# [WHAT YOU WILL DO]
Please copy every item below word for word, leaving out the pictures.

# [MATERIAL TO PROCESS]
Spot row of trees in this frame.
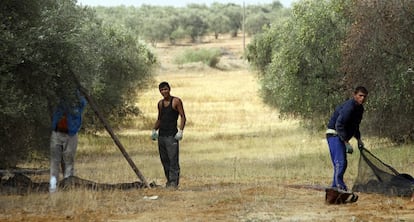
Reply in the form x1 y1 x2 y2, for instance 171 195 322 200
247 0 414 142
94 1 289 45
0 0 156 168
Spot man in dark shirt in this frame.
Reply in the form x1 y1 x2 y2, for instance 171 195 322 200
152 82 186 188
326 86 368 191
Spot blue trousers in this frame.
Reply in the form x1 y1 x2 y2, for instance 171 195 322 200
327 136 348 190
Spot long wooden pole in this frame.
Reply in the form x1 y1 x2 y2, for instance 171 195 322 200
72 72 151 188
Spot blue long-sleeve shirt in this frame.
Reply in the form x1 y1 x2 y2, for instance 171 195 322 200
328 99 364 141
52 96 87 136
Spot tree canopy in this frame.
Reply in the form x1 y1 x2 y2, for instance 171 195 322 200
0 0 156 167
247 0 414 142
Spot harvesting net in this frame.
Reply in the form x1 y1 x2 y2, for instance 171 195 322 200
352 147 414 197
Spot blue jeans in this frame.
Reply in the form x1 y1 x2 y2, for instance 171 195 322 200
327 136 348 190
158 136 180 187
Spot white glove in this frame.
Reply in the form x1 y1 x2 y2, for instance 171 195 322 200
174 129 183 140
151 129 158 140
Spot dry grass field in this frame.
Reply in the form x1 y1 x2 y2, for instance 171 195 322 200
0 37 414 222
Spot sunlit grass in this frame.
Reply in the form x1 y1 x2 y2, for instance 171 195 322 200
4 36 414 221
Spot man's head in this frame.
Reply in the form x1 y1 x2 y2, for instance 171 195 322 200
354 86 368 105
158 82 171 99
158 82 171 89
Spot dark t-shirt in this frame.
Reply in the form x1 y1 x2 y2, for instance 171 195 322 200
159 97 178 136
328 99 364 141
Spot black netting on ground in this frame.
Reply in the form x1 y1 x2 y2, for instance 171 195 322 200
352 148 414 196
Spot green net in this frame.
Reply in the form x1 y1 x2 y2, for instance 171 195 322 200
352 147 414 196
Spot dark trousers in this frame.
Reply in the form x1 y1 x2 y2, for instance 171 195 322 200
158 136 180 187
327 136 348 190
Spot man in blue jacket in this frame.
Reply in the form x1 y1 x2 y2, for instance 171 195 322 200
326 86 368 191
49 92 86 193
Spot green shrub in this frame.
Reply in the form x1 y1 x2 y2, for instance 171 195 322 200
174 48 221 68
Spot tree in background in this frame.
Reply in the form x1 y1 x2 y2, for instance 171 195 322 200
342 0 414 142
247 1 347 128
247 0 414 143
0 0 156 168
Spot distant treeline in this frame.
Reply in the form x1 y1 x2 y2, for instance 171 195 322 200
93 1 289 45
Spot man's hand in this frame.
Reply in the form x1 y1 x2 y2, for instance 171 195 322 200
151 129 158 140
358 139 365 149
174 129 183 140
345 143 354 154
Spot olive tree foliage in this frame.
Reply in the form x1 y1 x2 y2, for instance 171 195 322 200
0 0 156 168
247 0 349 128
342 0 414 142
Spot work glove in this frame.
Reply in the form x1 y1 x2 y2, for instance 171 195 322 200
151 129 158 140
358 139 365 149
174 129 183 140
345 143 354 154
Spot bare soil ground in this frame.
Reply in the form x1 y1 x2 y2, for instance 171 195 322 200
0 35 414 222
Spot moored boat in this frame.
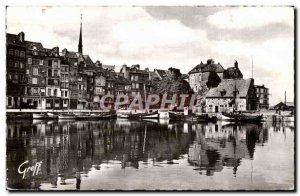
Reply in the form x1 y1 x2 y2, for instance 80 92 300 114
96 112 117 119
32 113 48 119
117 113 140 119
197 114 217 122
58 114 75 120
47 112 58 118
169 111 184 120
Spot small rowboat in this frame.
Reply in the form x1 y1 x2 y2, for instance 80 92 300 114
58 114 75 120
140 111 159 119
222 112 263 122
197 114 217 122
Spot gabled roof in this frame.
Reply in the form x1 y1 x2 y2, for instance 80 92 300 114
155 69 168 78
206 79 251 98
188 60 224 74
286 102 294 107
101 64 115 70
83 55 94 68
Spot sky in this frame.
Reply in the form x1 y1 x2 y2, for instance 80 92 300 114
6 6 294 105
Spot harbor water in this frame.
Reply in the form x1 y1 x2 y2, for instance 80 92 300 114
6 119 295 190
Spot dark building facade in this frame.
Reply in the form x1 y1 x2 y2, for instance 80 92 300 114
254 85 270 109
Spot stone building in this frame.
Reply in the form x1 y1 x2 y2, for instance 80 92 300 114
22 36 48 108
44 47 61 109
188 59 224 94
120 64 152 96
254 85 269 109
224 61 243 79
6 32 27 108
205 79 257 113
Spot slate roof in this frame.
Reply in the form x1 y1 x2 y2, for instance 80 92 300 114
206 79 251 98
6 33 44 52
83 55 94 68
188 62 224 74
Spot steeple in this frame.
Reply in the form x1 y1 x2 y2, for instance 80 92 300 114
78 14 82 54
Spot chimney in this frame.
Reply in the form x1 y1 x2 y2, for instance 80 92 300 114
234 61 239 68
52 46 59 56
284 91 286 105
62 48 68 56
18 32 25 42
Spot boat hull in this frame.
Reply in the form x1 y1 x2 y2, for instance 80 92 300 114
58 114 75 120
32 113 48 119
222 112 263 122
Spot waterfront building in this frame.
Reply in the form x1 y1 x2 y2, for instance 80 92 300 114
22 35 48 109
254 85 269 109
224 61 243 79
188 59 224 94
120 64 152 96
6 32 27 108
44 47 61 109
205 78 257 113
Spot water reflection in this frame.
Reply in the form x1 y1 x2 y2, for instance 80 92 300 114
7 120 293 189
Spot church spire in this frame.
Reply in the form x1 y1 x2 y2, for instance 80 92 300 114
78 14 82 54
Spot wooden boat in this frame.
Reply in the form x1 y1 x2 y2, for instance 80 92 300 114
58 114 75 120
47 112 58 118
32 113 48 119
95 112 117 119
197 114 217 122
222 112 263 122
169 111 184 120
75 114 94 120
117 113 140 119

# [WRITTEN REPLY]
Spot row of trees in this frame.
Reply in the form x1 y1 x2 y2, for instance 171 195 322 200
247 0 414 142
94 1 289 45
0 0 156 168
Spot man in dark shirt in this frame.
Reply in the form x1 y1 x2 y2, for instance 171 195 322 200
152 82 186 188
326 86 368 191
Spot blue trousers in this frame.
Reply in the form x1 y1 x2 y2, for instance 171 195 322 200
327 136 348 190
Spot long wooden pole in this frame.
Reply in the form x1 y1 x2 y2, for instance 171 195 322 200
72 72 151 188
Spot blue long-sleeve shirt in this frame.
Reply in the form x1 y1 x2 y2, for instance 171 195 322 200
328 99 364 141
52 96 87 136
Spot tree canopy in this frame.
Reply in the form x1 y1 x2 y2, for instance 171 195 322 200
0 0 156 167
247 0 414 142
Spot harvesting net in this frame.
Reply in the form x1 y1 x2 y2, for instance 171 195 322 200
352 147 414 197
Spot blue jeans in this frame.
Reply in the form x1 y1 x2 y2, for instance 171 195 322 200
327 136 348 190
158 136 180 187
Spot white glove in this frame.
Reply in the form x1 y1 x2 y2, for instance 171 195 322 200
174 129 183 140
151 129 158 140
Spot dry grass field in this frame.
Reply in the form x1 y1 x2 y2, for instance 171 195 322 200
0 37 414 222
Spot sunlit grass in this frame.
Reply in the form x1 y1 x2 y2, for instance 171 195 322 200
4 36 414 221
Spot man's head in this frame.
Reply in the form x1 y1 x2 y2, for instance 171 195 322 200
354 86 368 105
158 82 171 99
158 82 171 89
Spot dark t-shirt in this frame.
Reply in the form x1 y1 x2 y2, for instance 171 195 322 200
159 97 178 136
328 99 364 141
Spot black netting on ground in this frame.
Reply in the form x1 y1 x2 y2, for instance 171 195 322 200
352 148 414 196
Spot green net in this frame.
Reply in the form x1 y1 x2 y2, for instance 171 195 322 200
352 147 414 196
Spot dark trousers in this frame.
Reply in the form x1 y1 x2 y2, for instance 171 195 322 200
158 136 180 187
327 136 348 190
Spot man in blue jacket in this frame.
Reply in the form x1 y1 x2 y2, for instance 171 195 322 200
326 86 368 191
49 92 86 193
Spot green shrub in this frame.
Reply in the form x1 y1 x2 y2, for instance 171 195 322 200
174 48 221 68
Spot tree in background in this frame.
Reply in the form x1 y1 x2 y2, for instance 171 195 322 200
342 0 414 142
247 1 347 128
247 0 414 143
0 0 156 168
Spot distant treeline in this frame.
Reply in the form x1 y1 x2 y2, for instance 171 195 322 200
93 1 289 45
Spot man's hand in this frame.
Reply in the form x1 y1 x2 y2, for instance 171 195 322 200
151 129 158 140
358 139 365 149
174 129 183 140
345 143 354 154
Spot olive tree foliage in this frame.
Reply in the form x1 y1 x2 y2, for instance 171 195 322 200
0 0 156 168
247 0 349 128
342 0 414 142
Spot work glove in this frame.
Reply in the form x1 y1 x2 y2, for instance 171 195 322 200
151 129 158 140
358 139 365 149
174 129 183 140
345 143 354 154
Spot bare soil ground in this frame.
Reply in the form x1 y1 x2 y2, for instance 171 195 322 200
0 35 414 222
Spot moored boat in this frame.
Reply in the form x1 y1 x2 y2, for instance 80 92 300 114
96 112 117 119
32 113 48 119
117 113 140 119
197 114 217 122
58 114 75 120
47 112 58 118
169 111 184 120
Spot small rowboat in this frame.
Reply in the form x1 y1 x2 y2, for instance 80 92 300 114
58 114 75 120
140 111 159 119
222 112 263 122
197 114 217 122
Spot gabled roof in this frame.
Reply in the form x1 y1 x2 y2, for instance 80 92 300 114
155 69 168 78
206 79 251 98
188 60 224 74
286 102 294 107
101 64 115 70
83 55 94 68
Spot sky in this frame.
Reply in the form x1 y1 x2 y2, for instance 80 92 300 114
6 6 294 105
Spot harbor water in this frame.
Reply in the form x1 y1 x2 y2, for instance 80 92 300 114
6 119 295 190
Spot dark building facade in this frame.
Reply in the form x1 y1 x2 y2, for instance 80 92 300 114
254 85 270 109
Spot stone building in this frame.
Reply in the form x1 y1 x2 y2, for instance 80 92 300 114
22 36 48 108
44 47 61 109
188 59 224 94
120 64 152 96
254 85 269 109
224 61 243 79
6 32 27 108
205 79 257 113
Spot slate roof in this frame.
Reply in the form x1 y1 x2 y2, for instance 80 92 300 114
206 79 251 98
6 33 44 52
83 55 94 68
188 62 224 74
Spot steeple in this frame.
Reply in the form x1 y1 x2 y2, for instance 80 92 300 114
78 14 82 54
Spot chimney in this frame.
Reply in the form x1 y1 x2 y2, for instance 80 92 300 114
234 61 239 68
52 46 59 56
284 91 286 105
62 48 68 56
18 32 25 42
Spot boat hull in this frame.
Reply in the form x1 y1 x2 y2, for instance 80 92 300 114
58 114 75 120
32 113 48 119
222 112 263 122
Spot waterfront building in this frame.
Reply in the form x1 y1 x2 y2, for instance 80 92 300 114
22 35 48 109
254 85 269 109
224 61 243 79
188 59 224 94
120 64 152 96
6 32 27 108
44 47 61 109
205 78 257 113
Spot water reflection in this frame.
Reply in the form x1 y1 x2 y2, for instance 80 92 300 114
7 120 293 189
Spot church spire in this frame.
Reply in the form x1 y1 x2 y2, for instance 80 92 300 114
78 14 82 54
Spot wooden boat in this frame.
Reply in the form x1 y1 x2 y2, for instance 80 92 300 114
58 114 75 120
47 112 58 118
32 113 48 119
95 112 117 119
197 114 217 122
222 112 263 122
169 111 184 120
75 114 94 120
117 113 140 119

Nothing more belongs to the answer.